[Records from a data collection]

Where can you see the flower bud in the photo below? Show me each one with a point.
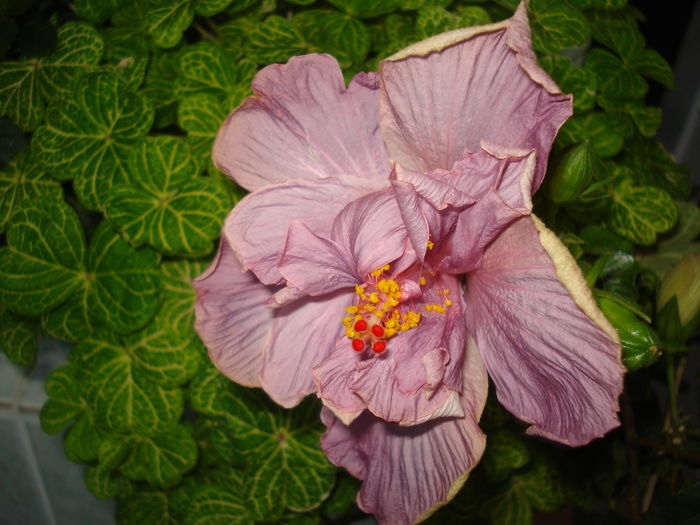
(572, 173)
(678, 301)
(640, 344)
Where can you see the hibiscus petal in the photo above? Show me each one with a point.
(303, 334)
(231, 317)
(303, 123)
(419, 376)
(484, 85)
(372, 231)
(257, 226)
(554, 358)
(409, 472)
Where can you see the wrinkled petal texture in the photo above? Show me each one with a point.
(303, 334)
(231, 317)
(257, 227)
(552, 365)
(408, 472)
(302, 122)
(485, 87)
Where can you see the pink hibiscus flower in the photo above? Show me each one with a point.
(387, 258)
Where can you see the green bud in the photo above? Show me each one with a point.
(572, 173)
(678, 301)
(640, 345)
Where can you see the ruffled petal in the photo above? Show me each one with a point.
(231, 317)
(419, 376)
(372, 231)
(484, 85)
(303, 334)
(409, 472)
(257, 226)
(303, 123)
(554, 358)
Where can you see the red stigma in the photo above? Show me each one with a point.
(361, 325)
(358, 345)
(379, 347)
(378, 331)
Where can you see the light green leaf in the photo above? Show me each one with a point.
(97, 11)
(26, 86)
(18, 338)
(201, 117)
(163, 458)
(641, 212)
(206, 68)
(557, 25)
(434, 20)
(615, 78)
(600, 128)
(64, 402)
(275, 40)
(105, 484)
(652, 65)
(364, 9)
(348, 35)
(168, 19)
(88, 136)
(579, 81)
(682, 241)
(35, 274)
(146, 506)
(21, 182)
(211, 7)
(124, 399)
(167, 205)
(288, 470)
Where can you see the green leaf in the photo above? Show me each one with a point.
(88, 136)
(275, 40)
(64, 402)
(123, 397)
(162, 459)
(22, 182)
(19, 338)
(640, 212)
(288, 468)
(579, 81)
(35, 275)
(211, 7)
(222, 502)
(434, 20)
(97, 12)
(26, 86)
(505, 452)
(209, 69)
(652, 65)
(105, 484)
(168, 19)
(125, 285)
(201, 117)
(364, 9)
(682, 241)
(615, 78)
(166, 204)
(556, 26)
(606, 138)
(348, 35)
(146, 506)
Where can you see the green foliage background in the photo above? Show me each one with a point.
(110, 205)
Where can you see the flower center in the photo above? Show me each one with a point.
(375, 316)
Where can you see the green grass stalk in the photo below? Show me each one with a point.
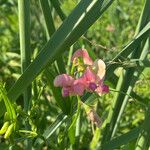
(24, 31)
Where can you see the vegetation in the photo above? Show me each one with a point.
(37, 41)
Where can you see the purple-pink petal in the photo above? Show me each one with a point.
(83, 54)
(63, 80)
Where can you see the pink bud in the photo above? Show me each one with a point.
(93, 116)
(65, 91)
(92, 86)
(63, 80)
(83, 54)
(89, 75)
(105, 89)
(78, 87)
(100, 68)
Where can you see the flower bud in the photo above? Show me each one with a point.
(9, 131)
(4, 128)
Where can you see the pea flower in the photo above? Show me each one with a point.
(91, 79)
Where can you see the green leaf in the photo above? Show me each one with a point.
(122, 140)
(76, 24)
(9, 107)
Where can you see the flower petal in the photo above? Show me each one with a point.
(78, 87)
(100, 68)
(89, 76)
(63, 80)
(84, 54)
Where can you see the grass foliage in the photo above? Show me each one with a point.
(37, 41)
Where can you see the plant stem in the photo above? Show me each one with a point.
(24, 27)
(144, 135)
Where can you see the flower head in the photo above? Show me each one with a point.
(83, 54)
(91, 78)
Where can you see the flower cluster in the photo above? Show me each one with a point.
(86, 76)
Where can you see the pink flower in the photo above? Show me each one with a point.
(84, 55)
(63, 80)
(100, 68)
(91, 79)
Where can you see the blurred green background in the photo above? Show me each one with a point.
(106, 38)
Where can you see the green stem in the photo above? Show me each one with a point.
(24, 26)
(144, 135)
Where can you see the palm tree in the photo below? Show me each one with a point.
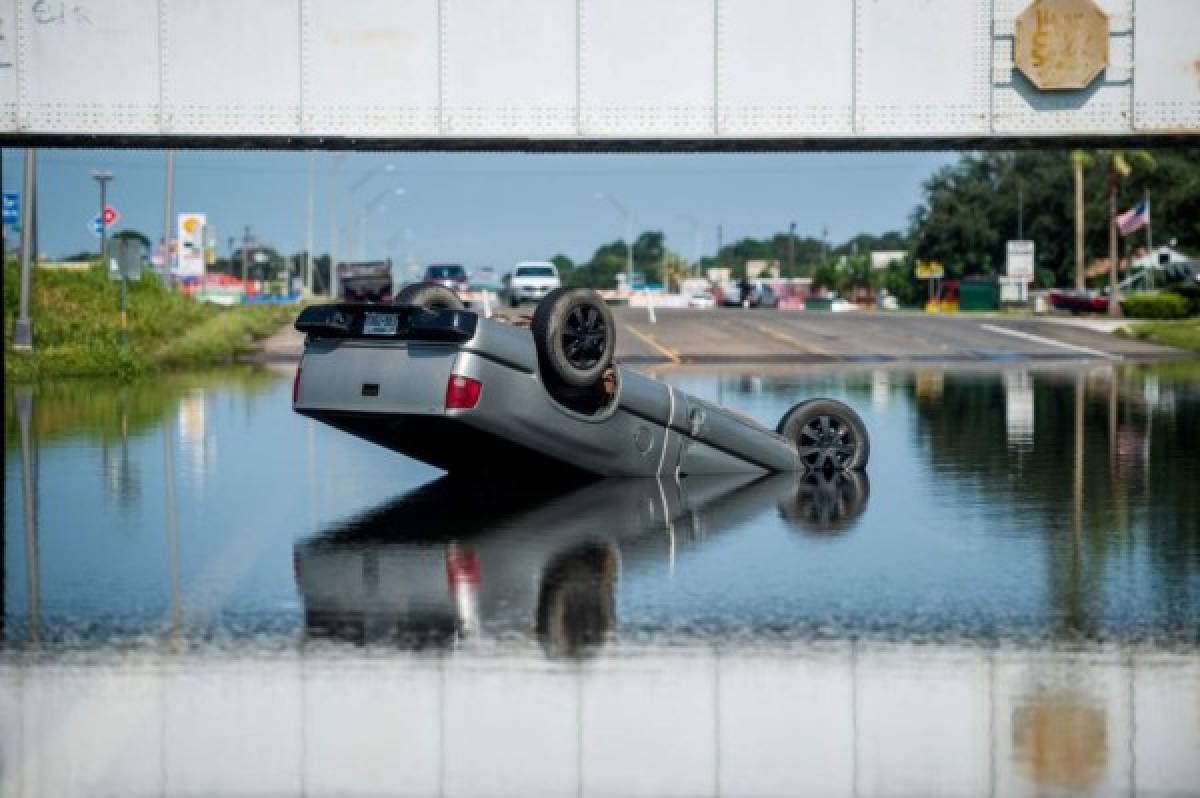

• _Problem details_
After removing the pictures, set down every record above exactly as it stands.

• _Answer to this problem_
Where can you see the flower bud in the photo below? Show me each one with a point.
(572, 173)
(678, 301)
(640, 344)
Where can you see the hibiscus petal in the photo above? Show me each one with a point.
(303, 334)
(231, 317)
(303, 123)
(419, 376)
(484, 85)
(372, 231)
(257, 226)
(554, 358)
(409, 472)
Where can you see the wrinkled petal texture in the photo above? Show me each one with a point.
(303, 334)
(231, 317)
(257, 227)
(552, 365)
(408, 472)
(302, 122)
(485, 87)
Where can you see the pink hibiscus flower in the photo above? Show me each one with a point.
(387, 258)
Where can you see the green bud in the photo above? Show me each one with a point.
(572, 173)
(678, 301)
(640, 345)
Where can you see the ruffled petal in the photo above? Show me each one with a point.
(231, 317)
(419, 376)
(372, 231)
(484, 85)
(303, 334)
(409, 472)
(257, 226)
(303, 123)
(554, 358)
Where can you see the red stigma in the photo above? Show me each one with a point.
(361, 325)
(358, 345)
(379, 347)
(378, 331)
Where can you see the light green leaf in the photo above? Show me each one with a point.
(97, 11)
(26, 86)
(18, 338)
(201, 117)
(163, 458)
(641, 212)
(206, 68)
(557, 25)
(434, 20)
(615, 78)
(600, 128)
(64, 402)
(275, 40)
(105, 484)
(652, 65)
(364, 9)
(348, 35)
(168, 19)
(88, 136)
(579, 81)
(682, 241)
(35, 274)
(146, 506)
(21, 182)
(211, 7)
(124, 399)
(167, 205)
(288, 470)
Where can you see the green leaf in the photo above? Show me each one with a point.
(88, 136)
(275, 40)
(64, 402)
(123, 397)
(162, 459)
(22, 182)
(19, 338)
(640, 212)
(288, 468)
(579, 81)
(35, 275)
(211, 7)
(222, 502)
(434, 20)
(97, 12)
(26, 86)
(505, 452)
(209, 69)
(652, 65)
(105, 484)
(168, 19)
(125, 285)
(201, 117)
(364, 9)
(682, 241)
(615, 78)
(166, 204)
(556, 26)
(606, 138)
(348, 35)
(146, 506)
Where can you see the green foliage background in the photo above? Show me each one with a point.
(110, 205)
Where can you see the flower center in the photo above? Show me each one with a point.
(375, 316)
Where can you see the green grass stalk in the photo below? Show me each one with a point.
(24, 31)
Where can you see the vegetation in the photo above? Show me each one with a point.
(37, 41)
Where can you see the purple-pink petal in the photo above? Show me each one with a point.
(83, 54)
(63, 80)
Where can you see the pink bud in the photo above? Show me each one with a point.
(93, 116)
(65, 91)
(92, 86)
(63, 80)
(83, 54)
(89, 75)
(105, 89)
(78, 87)
(100, 68)
Where can you see the flower bud in the photo above? Show me each one with a point.
(9, 131)
(4, 128)
Where can you see the pea flower in the photo above? Show me each one with a point.
(91, 79)
Where can you see the green leaf in the photo above? Show me each one with a point.
(122, 140)
(76, 24)
(9, 107)
Where can you see the flower petal in the photo above? Show me each one with a point.
(78, 87)
(100, 68)
(89, 76)
(63, 80)
(84, 54)
Where can you see the grass foliage in the photo above? Show me each one with a point.
(37, 41)
Where can you see the plant stem in the photo above? Show me each one with a point.
(24, 27)
(144, 135)
Where can you see the flower head in the photo above? Show me each one with a point.
(83, 54)
(91, 78)
Where can you see the flower cluster in the photo above? Show me each one with a point.
(86, 76)
Where can you see the pink flower in the photo above? Show me each one with a point.
(84, 55)
(63, 80)
(100, 68)
(91, 79)
Where can you see the blurred green background in the photo above? Show me each one with a point.
(106, 38)
Where can you see the green stem in the photo above? Show me each one with a point.
(24, 26)
(144, 135)
Where can you see the palm tree in the photo below? Show me each one with a point.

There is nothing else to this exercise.